> [Source text]:

# 942- L289 Release Notes and Discussion



## Jon Spackman

So far so good for me with L289 on both my 942's. I have not had any issues with it.



Here is the official info from my source:

the main fixes/changes that the user would see.



Fix for off-air channel scan caused reboots
Fix for reboot when watching an off-air channels
Added support for 6th Satellite
Added support for DPP33 switch
Added support for 118.7 satellite
Fix for stuck 015 pop-up (acquiring satellite signal)
Fix for off-air recordings showing title as 'Recovered'
Added 'Please Wait' to the logo screen when coming out of stand-by
Swap key toggles between the last two sort options in My Recording
screen





Do you folks in Dallas/Fort worth area see an improvement on OTA reboot interaction?


----------



## BobaBird

Nice to hear it's coming. It's been a few months since we've seen notes for any DVR, and even longer for a non-DVR.

Could this thread be merged with the already existing Feature list for L289? thread?


----------



## RBenson

I have had several issues already with L289. First I lost all my search history (reboot did nothing). Second, while fast forwarding a DVR program, it locked up and has a frozen picture with the audio still running in the background. Stopped the DVR program and went to live and picture was still frozen with audio. Turned receiver off, waited a few seconds and turned back on and still had frozen picture with audio. Had to unplug receiver to reset and get working again. I have had no issues with my 942 recently until this update. Hope they haven't f*%ked things up again.

> [Dataset excerpts]:
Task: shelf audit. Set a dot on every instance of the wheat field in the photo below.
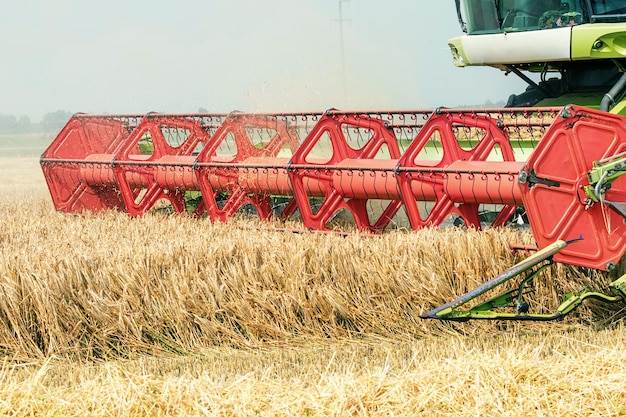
(107, 315)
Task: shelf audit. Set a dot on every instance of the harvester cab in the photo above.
(574, 48)
(557, 153)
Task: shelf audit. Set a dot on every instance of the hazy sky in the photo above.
(136, 56)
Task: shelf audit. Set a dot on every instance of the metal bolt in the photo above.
(522, 177)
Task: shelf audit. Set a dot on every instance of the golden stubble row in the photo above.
(108, 285)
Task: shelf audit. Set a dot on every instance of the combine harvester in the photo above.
(556, 153)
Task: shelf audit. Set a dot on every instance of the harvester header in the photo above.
(556, 167)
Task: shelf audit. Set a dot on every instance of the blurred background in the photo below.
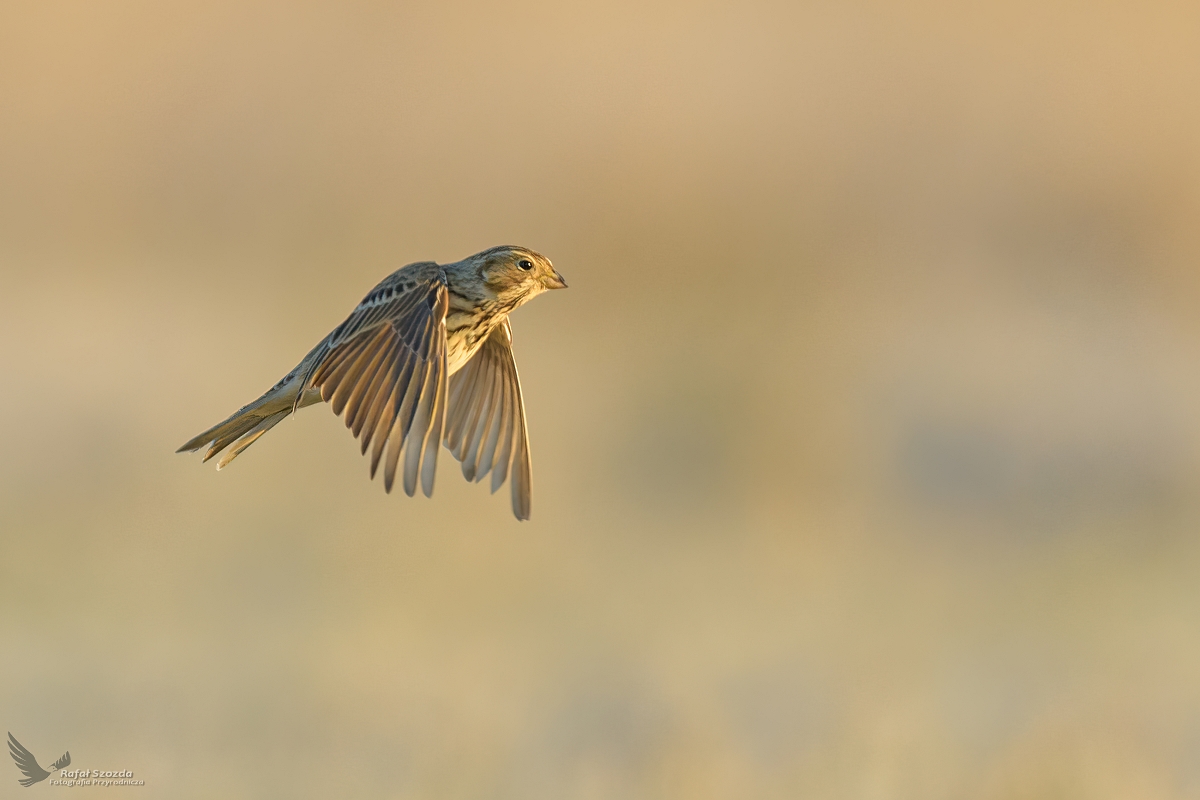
(867, 440)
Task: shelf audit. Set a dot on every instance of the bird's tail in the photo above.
(247, 423)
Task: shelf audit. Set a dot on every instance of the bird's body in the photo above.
(425, 358)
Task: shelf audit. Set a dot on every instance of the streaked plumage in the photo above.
(426, 358)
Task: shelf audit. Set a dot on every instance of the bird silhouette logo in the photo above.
(29, 765)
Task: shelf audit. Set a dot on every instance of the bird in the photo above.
(425, 358)
(29, 765)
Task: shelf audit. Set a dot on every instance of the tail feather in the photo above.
(244, 426)
(251, 435)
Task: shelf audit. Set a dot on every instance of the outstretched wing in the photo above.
(486, 422)
(25, 763)
(385, 367)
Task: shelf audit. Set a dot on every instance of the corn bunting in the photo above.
(425, 358)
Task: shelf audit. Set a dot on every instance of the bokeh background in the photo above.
(867, 440)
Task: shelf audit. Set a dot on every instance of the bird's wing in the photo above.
(385, 366)
(25, 763)
(486, 423)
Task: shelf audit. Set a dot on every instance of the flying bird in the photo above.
(426, 358)
(29, 765)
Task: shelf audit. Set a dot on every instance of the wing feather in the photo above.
(25, 763)
(486, 428)
(385, 368)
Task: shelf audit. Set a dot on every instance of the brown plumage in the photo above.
(426, 358)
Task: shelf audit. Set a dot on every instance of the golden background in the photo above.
(865, 441)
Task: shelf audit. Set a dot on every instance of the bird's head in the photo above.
(516, 272)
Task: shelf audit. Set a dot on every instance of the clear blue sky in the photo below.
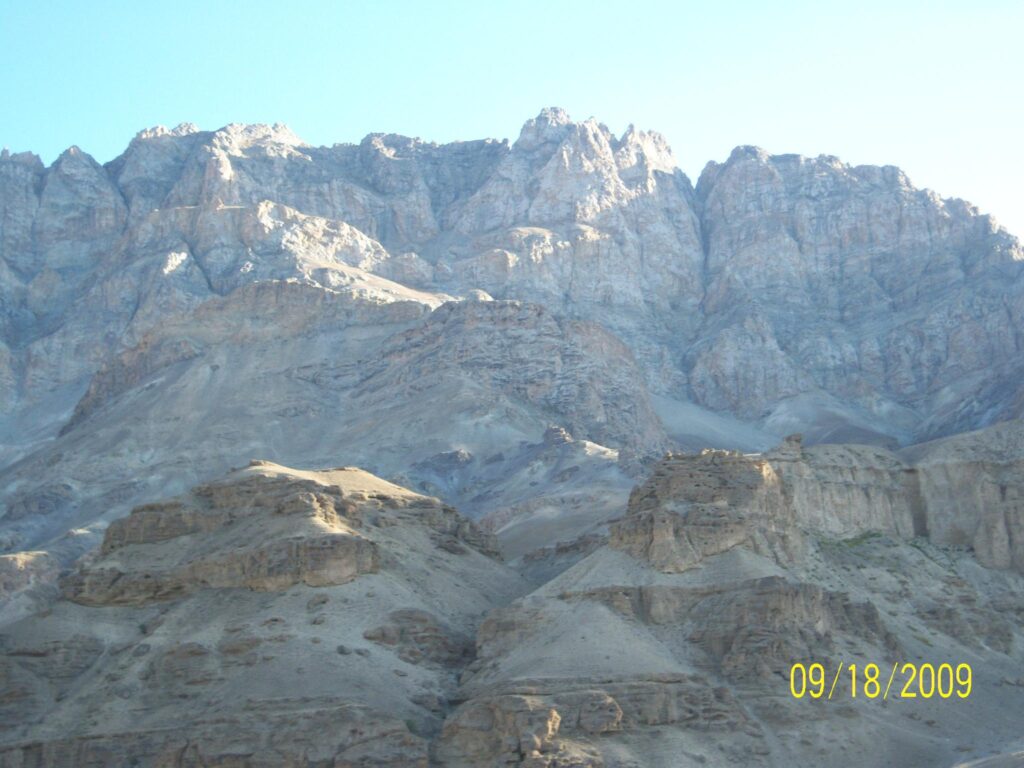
(933, 87)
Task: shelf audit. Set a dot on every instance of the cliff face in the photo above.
(828, 282)
(282, 616)
(243, 293)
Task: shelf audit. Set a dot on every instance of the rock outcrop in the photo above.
(272, 617)
(779, 294)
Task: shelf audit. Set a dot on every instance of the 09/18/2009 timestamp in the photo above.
(904, 680)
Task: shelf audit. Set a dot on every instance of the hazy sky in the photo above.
(933, 87)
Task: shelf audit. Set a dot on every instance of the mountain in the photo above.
(207, 297)
(280, 616)
(693, 433)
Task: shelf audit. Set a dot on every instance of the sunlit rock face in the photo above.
(545, 333)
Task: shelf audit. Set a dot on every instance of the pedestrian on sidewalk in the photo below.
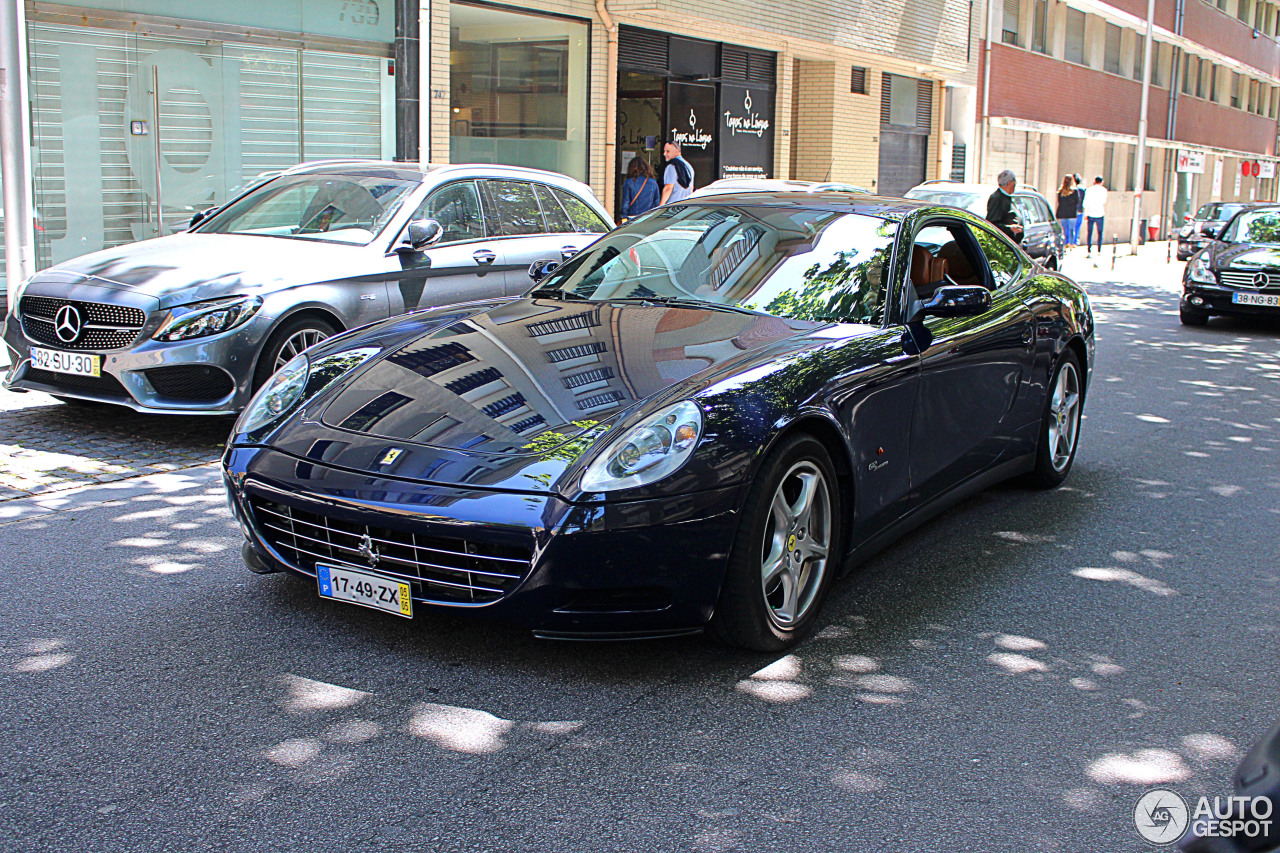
(1068, 206)
(1000, 206)
(677, 177)
(640, 190)
(1079, 205)
(1096, 211)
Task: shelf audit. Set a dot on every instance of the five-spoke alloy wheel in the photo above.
(786, 551)
(1060, 427)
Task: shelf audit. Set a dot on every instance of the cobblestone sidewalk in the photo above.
(46, 446)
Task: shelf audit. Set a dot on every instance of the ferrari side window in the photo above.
(1001, 256)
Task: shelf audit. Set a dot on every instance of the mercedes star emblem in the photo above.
(369, 551)
(68, 324)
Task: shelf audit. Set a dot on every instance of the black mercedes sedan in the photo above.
(694, 423)
(1238, 273)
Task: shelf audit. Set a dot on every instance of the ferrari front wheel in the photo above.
(1060, 424)
(786, 550)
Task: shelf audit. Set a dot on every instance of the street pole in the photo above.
(19, 231)
(1141, 178)
(986, 91)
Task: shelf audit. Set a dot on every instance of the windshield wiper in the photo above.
(682, 301)
(557, 293)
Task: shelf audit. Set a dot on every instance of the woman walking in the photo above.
(640, 191)
(1068, 210)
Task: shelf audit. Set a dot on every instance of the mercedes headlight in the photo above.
(1200, 269)
(648, 452)
(277, 396)
(208, 318)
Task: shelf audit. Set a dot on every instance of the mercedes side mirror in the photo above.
(956, 300)
(540, 269)
(420, 235)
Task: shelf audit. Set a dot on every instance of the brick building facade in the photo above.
(1065, 89)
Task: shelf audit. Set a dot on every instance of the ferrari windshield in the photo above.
(333, 208)
(805, 264)
(1255, 227)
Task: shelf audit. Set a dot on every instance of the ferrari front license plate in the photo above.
(365, 588)
(77, 364)
(1256, 299)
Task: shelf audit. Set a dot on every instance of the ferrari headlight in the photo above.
(208, 318)
(275, 397)
(1200, 269)
(298, 381)
(648, 452)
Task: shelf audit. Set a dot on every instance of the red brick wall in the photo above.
(1040, 89)
(1214, 28)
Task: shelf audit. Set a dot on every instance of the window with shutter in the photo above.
(1075, 36)
(1040, 27)
(1010, 27)
(858, 81)
(924, 104)
(1111, 55)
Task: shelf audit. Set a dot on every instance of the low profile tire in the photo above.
(1191, 316)
(1060, 425)
(288, 341)
(786, 551)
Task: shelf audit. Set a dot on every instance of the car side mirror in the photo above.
(201, 215)
(420, 235)
(540, 269)
(956, 300)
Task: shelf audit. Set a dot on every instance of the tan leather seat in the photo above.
(927, 270)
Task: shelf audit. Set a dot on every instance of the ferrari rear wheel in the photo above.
(786, 551)
(1060, 425)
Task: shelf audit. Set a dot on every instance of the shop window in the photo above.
(517, 90)
(1075, 36)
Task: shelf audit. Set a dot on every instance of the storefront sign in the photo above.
(745, 132)
(1191, 162)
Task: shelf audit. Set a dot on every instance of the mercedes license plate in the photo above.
(365, 588)
(77, 364)
(1256, 299)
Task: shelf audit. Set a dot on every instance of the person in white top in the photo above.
(1095, 210)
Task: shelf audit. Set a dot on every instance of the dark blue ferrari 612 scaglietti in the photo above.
(693, 423)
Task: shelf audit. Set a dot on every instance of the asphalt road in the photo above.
(1010, 678)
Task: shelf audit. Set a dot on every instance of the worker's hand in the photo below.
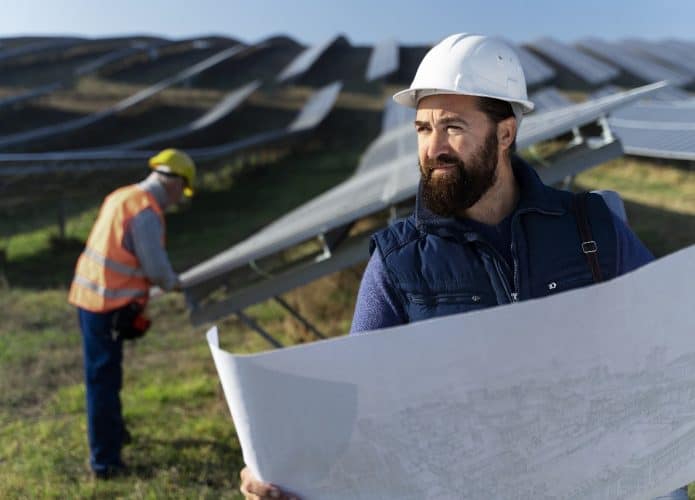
(253, 489)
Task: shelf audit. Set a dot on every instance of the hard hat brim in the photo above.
(411, 97)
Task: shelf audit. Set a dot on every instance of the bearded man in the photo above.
(485, 230)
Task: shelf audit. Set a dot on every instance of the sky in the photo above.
(364, 22)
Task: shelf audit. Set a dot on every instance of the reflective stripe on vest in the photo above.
(109, 293)
(108, 276)
(123, 269)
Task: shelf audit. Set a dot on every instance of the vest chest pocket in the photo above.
(422, 306)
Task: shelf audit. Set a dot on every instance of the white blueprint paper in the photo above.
(589, 394)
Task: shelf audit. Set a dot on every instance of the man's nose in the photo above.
(438, 143)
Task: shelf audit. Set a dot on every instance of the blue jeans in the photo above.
(103, 377)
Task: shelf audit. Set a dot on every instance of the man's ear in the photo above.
(506, 132)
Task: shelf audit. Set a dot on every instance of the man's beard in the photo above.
(453, 192)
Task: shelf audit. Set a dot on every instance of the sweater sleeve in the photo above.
(631, 251)
(144, 234)
(378, 304)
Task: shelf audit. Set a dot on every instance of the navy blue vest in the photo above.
(442, 266)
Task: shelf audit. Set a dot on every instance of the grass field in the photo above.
(184, 441)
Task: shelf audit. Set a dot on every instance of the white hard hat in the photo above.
(470, 65)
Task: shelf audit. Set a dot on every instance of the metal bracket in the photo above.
(251, 323)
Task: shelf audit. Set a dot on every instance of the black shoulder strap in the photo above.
(589, 247)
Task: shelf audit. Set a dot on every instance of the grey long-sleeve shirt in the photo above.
(143, 237)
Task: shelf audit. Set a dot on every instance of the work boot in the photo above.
(127, 438)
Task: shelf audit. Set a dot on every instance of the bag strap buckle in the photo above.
(589, 247)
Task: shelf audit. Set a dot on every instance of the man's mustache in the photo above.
(443, 159)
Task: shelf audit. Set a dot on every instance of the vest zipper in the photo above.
(497, 258)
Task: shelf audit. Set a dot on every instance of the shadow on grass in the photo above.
(201, 461)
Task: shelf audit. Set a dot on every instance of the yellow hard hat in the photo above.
(174, 162)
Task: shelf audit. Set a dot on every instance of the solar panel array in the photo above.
(535, 70)
(315, 110)
(591, 70)
(548, 98)
(22, 138)
(641, 67)
(661, 54)
(663, 130)
(383, 60)
(388, 174)
(305, 60)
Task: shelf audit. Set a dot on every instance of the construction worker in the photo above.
(124, 256)
(485, 230)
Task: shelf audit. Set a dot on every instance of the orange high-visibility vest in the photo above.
(108, 276)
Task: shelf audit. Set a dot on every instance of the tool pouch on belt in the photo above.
(129, 322)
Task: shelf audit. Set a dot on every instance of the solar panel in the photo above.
(395, 115)
(641, 67)
(656, 129)
(548, 98)
(22, 138)
(589, 69)
(383, 61)
(660, 53)
(223, 108)
(314, 111)
(535, 70)
(387, 174)
(305, 60)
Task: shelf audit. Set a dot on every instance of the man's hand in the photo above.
(253, 489)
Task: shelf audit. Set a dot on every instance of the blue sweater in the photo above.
(380, 304)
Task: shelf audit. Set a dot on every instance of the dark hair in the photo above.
(497, 110)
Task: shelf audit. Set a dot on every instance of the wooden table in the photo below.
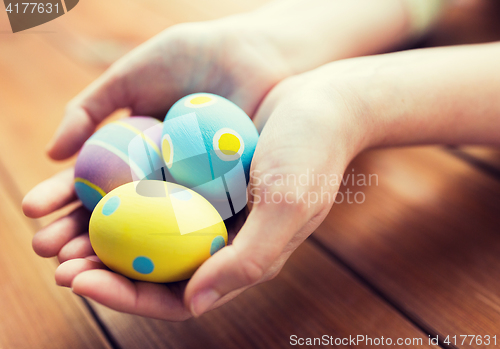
(419, 258)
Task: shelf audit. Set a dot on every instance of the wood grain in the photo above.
(34, 312)
(311, 297)
(427, 236)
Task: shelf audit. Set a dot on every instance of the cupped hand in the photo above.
(219, 57)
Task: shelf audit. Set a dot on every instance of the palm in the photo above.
(185, 59)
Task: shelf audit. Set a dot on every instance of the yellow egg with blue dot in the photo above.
(207, 145)
(155, 231)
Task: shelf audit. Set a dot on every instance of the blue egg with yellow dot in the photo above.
(155, 231)
(207, 145)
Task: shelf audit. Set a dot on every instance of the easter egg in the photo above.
(118, 153)
(207, 145)
(155, 231)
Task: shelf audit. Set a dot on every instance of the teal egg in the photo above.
(207, 145)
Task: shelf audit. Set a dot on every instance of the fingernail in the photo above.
(202, 301)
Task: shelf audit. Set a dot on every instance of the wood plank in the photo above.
(311, 297)
(426, 236)
(34, 312)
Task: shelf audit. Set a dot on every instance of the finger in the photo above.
(245, 262)
(67, 271)
(49, 241)
(50, 195)
(79, 247)
(86, 111)
(141, 298)
(282, 215)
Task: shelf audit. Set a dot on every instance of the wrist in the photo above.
(309, 34)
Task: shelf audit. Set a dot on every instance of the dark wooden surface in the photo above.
(419, 257)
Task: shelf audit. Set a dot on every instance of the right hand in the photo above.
(219, 57)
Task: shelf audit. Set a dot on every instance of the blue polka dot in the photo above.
(111, 205)
(143, 265)
(89, 196)
(217, 243)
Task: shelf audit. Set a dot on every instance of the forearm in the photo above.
(310, 33)
(444, 95)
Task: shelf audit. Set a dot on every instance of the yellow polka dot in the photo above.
(166, 150)
(200, 100)
(229, 144)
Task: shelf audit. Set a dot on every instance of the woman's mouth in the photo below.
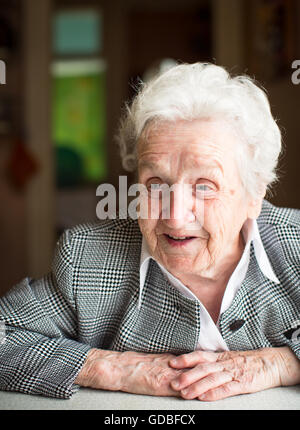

> [Stated problem]: Repeat the lines of the release notes thread verbatim, from "# 942- L289" up to and including "user would see.".

> [Answer to the problem]:
# 942- L289 Release Notes and Discussion



## Jon Spackman

So far so good for me with L289 on both my 942's. I have not had any issues with it.



Here is the official info from my source:

the main fixes/changes that the user would see.